# TASKS FOR THIS EXERCISE:
(a) After its dateline, which people and institutions does the news report on the Chernobyl virus name?
(b) Can you carry on the news report about the Chernobyl virus from its last sentence?

-- TEXT BLOCK follows --

TAIPEI, Taiwan (AP) -- A former computer engineering student was identified
by his college today as the author of the Chernobyl virus -- the menace
that caused hundreds of thousands of computer meltdowns around the world
this week.

The Tatung Institute of Technology had punished Chen Ing-hau last April
when the virus he wrote as a student began to cause damage in an
inter-college data system, according to Lee Chee-chen, the institute's dean
of student affairs.

Chen, who was a senior at the time, was given a demerit but not expelled.

The Chernobyl virus is known in Taiwan as the CIH, using Chen's initials.

The college did not mete out a more severe punishment because Chen had
warned fellow students not to spread the virus, Lee said. Chen did not come
up with an anti-virus program, Lee said.

Lee said he was not sure how the virus ended up causing so much destruction
a year later.

Chen graduated from the college last summer and now is serving Taiwan's
two-year compulsory military service, Lee said. Officials of the Bureau of
Criminal Investigation said they would seek permission to question Chen.

-- TEXT BLOCK concluded --
-- DATA EXTRACTS follows --

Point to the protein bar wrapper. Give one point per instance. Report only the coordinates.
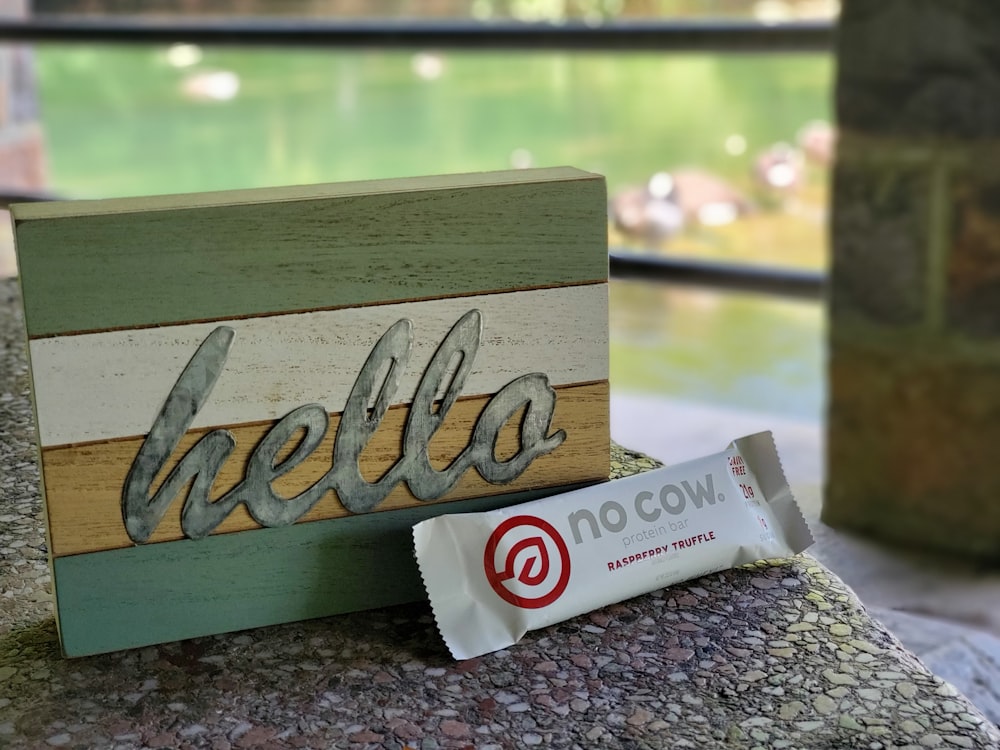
(491, 577)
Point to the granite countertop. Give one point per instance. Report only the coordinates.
(775, 655)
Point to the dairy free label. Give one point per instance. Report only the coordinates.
(527, 562)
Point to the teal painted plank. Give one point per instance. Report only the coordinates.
(95, 265)
(138, 596)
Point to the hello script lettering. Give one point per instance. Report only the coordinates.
(376, 384)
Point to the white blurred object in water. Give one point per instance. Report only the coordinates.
(818, 141)
(427, 65)
(779, 167)
(219, 86)
(184, 55)
(648, 213)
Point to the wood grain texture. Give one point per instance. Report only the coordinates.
(83, 484)
(138, 596)
(107, 385)
(98, 265)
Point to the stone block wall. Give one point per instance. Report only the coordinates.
(914, 406)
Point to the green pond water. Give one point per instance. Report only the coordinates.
(131, 121)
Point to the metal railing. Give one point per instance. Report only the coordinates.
(644, 36)
(655, 36)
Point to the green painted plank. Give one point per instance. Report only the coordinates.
(108, 601)
(127, 263)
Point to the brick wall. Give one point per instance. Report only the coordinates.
(914, 411)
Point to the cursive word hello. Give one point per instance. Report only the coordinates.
(200, 466)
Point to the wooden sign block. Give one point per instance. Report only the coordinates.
(245, 400)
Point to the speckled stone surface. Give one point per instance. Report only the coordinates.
(774, 655)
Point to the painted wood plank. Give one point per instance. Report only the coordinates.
(152, 261)
(83, 484)
(107, 385)
(138, 596)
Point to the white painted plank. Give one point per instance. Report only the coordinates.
(109, 385)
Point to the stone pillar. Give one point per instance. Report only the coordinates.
(914, 409)
(22, 162)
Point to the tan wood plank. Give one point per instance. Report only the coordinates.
(83, 484)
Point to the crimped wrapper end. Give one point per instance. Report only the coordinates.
(761, 454)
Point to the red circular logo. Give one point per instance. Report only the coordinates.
(543, 557)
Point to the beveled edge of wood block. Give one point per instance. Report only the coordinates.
(22, 212)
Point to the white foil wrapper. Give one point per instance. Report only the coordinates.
(491, 577)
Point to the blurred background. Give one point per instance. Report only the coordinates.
(712, 155)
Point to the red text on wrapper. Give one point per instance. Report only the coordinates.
(657, 551)
(543, 557)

-- DATA EXTRACTS concluded --

# ANSWERS GIVEN:
(a)
- Chen Ing-hau
- Tatung Institute of Technology
- Lee Chee-chen
- Bureau of Criminal Investigation

(b)
The unusually destructive virus -- timed to strike on April 26, the 13th
anniversary of the Chernobyl nuclear disaster -- tries to erase a
computer's hard drive and write gibberish into its system settings to
prevent the machine from being restarted.

Turkey and South Korea each reported 300,000 computers damaged Monday, and
there were more elsewhere in Asia and the Middle East. Fewer than 10,000 of
the 50 million computers in the United States were affected.
---end---

--
Robert E. Williams, Jr.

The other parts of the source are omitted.